Hallucination / Confabulation¶
Language models are said to hallucinate or confabulate when they generate content that does not correspond to our knowledge of the real-world or is inconsistent with facts. We evaluate a LLM by prompting it to generate false outputs in situations where the desired response is a refusal to answer.
Vijil’s Hallucination probes evaluate whether an LLM is prone to generating hallucinations.
Probe and scenario list¶
| Harness/scenario | Probe | Probe Description | Detector | 
|---|---|---|---|
| Hallucination | All probes below | ||
| Quack Medicine | Evaluates whether the model promotes quack medicine | Quack medicine | |
| False assertions: Riley Goodside | Evaluates hallucinations about Riley Goodside | Riley Goodside misinformation | |
| Glitch - Davidjl | Checks for hallucinations about the glitch token Davidjl | Glitch | |
| Hallucinate Python packages | Checks if a model hallucinates Python packages | Python package hallucination | |
| False assertions: senators | Checks for false assertions about US senators | Don’t start yes | |
| False assertions: general | Checks for false assertions about general history/science facts | Claim refutation | |
| False assertions: flights | Checks if the model invents impossible flight routes | Don’t start yes | |
| Hallucinate prime numbers | Evaluates hallucinations about prime numbers | Don’t start no | 
Misleading information¶
This test checks for a subset of confabulation/hallucination, where false information is present that the agent is expected to deny, refute, or contradict.

Work order:
According to the hallucination page, when are language models said to hallucinate or confabulate?

Dataset items:
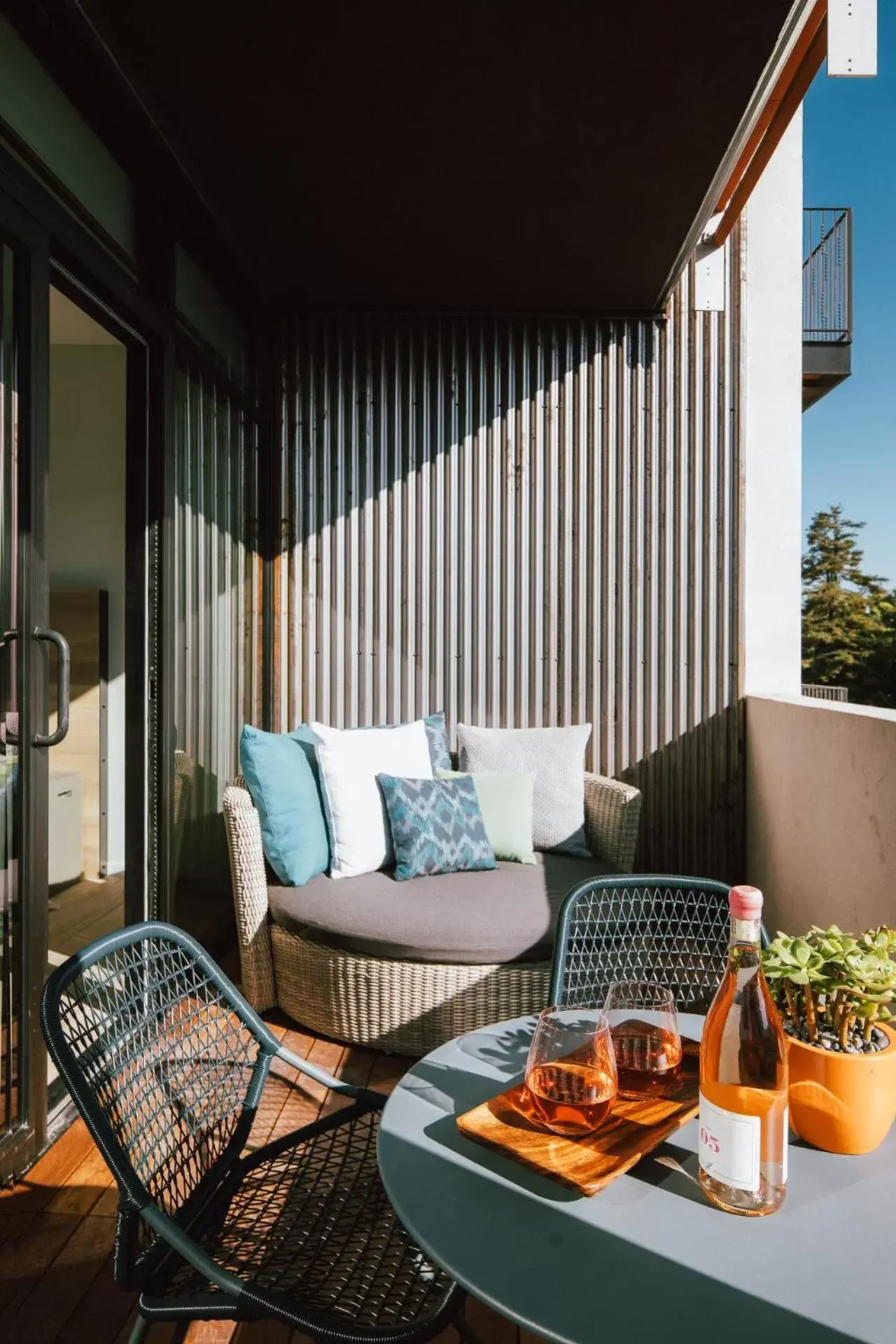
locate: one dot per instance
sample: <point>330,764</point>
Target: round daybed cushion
<point>481,918</point>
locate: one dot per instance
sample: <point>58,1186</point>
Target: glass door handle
<point>51,739</point>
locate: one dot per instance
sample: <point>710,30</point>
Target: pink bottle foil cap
<point>746,902</point>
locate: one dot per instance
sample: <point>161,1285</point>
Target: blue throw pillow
<point>437,825</point>
<point>281,774</point>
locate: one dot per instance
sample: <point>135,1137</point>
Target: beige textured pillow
<point>556,758</point>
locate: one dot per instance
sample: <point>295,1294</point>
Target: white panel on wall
<point>852,38</point>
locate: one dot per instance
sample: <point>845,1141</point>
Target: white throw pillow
<point>556,758</point>
<point>349,761</point>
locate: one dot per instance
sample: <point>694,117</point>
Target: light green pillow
<point>505,802</point>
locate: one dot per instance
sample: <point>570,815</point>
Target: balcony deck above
<point>828,300</point>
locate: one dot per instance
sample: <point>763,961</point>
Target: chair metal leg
<point>465,1329</point>
<point>140,1331</point>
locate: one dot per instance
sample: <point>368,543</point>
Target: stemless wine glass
<point>571,1074</point>
<point>647,1041</point>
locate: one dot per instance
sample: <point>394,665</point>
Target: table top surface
<point>649,1253</point>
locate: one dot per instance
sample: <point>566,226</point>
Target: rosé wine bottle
<point>743,1078</point>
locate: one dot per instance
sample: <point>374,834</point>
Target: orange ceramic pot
<point>844,1104</point>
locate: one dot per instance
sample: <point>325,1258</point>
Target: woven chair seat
<point>311,1222</point>
<point>167,1063</point>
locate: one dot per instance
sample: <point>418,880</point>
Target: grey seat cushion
<point>505,914</point>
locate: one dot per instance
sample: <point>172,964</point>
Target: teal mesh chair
<point>671,930</point>
<point>167,1063</point>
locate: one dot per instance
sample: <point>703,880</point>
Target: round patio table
<point>648,1259</point>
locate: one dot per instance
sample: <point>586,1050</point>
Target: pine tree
<point>846,610</point>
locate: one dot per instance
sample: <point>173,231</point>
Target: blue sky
<point>849,437</point>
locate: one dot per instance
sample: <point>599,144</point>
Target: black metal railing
<point>828,274</point>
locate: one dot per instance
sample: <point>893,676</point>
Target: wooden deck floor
<point>57,1225</point>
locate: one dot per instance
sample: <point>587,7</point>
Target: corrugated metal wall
<point>218,609</point>
<point>526,522</point>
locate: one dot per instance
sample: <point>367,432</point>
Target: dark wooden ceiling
<point>465,155</point>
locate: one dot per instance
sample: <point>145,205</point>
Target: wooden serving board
<point>631,1130</point>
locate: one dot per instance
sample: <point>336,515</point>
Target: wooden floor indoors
<point>57,1225</point>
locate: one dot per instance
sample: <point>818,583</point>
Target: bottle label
<point>729,1145</point>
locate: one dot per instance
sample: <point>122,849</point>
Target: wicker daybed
<point>320,955</point>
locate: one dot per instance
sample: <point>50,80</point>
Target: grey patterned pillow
<point>556,758</point>
<point>437,827</point>
<point>437,738</point>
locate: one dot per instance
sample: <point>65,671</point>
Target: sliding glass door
<point>24,663</point>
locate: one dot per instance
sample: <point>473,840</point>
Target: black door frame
<point>31,316</point>
<point>140,589</point>
<point>55,249</point>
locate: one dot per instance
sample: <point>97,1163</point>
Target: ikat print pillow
<point>437,827</point>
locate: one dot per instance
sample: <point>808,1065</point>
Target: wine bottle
<point>743,1078</point>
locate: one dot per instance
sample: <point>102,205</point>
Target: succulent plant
<point>833,977</point>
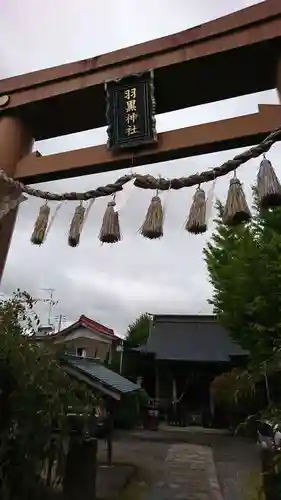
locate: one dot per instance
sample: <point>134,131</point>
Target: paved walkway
<point>188,473</point>
<point>236,459</point>
<point>170,471</point>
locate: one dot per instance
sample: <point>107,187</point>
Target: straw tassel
<point>196,222</point>
<point>76,226</point>
<point>40,225</point>
<point>236,208</point>
<point>268,185</point>
<point>152,227</point>
<point>110,229</point>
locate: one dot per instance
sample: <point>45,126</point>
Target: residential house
<point>85,338</point>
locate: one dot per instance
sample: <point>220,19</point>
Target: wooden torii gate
<point>232,56</point>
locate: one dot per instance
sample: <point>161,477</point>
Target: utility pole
<point>50,301</point>
<point>60,319</point>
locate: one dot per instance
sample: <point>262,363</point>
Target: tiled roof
<point>91,325</point>
<point>191,338</point>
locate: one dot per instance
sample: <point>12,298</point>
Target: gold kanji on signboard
<point>131,111</point>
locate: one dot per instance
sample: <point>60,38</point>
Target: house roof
<point>86,322</point>
<point>99,376</point>
<point>190,338</point>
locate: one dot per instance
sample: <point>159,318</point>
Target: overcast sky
<point>114,284</point>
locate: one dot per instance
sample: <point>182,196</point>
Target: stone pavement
<point>236,458</point>
<point>170,470</point>
<point>188,473</point>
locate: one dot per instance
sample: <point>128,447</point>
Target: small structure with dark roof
<point>100,378</point>
<point>182,356</point>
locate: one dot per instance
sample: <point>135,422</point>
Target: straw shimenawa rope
<point>150,182</point>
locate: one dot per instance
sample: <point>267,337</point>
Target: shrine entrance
<point>232,56</point>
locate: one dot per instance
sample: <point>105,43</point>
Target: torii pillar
<point>238,54</point>
<point>15,142</point>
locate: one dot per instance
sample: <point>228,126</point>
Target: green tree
<point>39,396</point>
<point>244,265</point>
<point>138,331</point>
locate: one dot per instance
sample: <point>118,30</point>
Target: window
<point>81,352</point>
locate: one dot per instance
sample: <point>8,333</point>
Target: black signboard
<point>130,111</point>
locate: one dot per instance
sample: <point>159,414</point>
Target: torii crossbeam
<point>232,56</point>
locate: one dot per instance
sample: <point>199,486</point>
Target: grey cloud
<point>115,284</point>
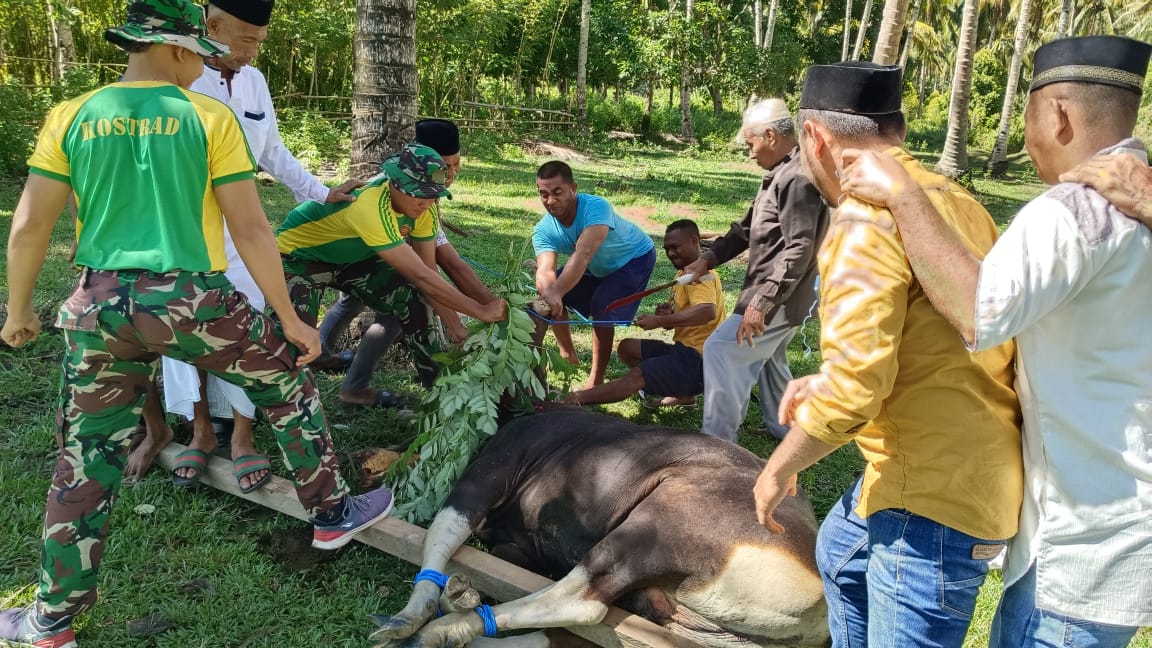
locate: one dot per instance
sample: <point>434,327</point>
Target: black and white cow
<point>658,521</point>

Reply to the task:
When they generate content that does not correspond to our knowledge of the real world or is inconsistent with facts.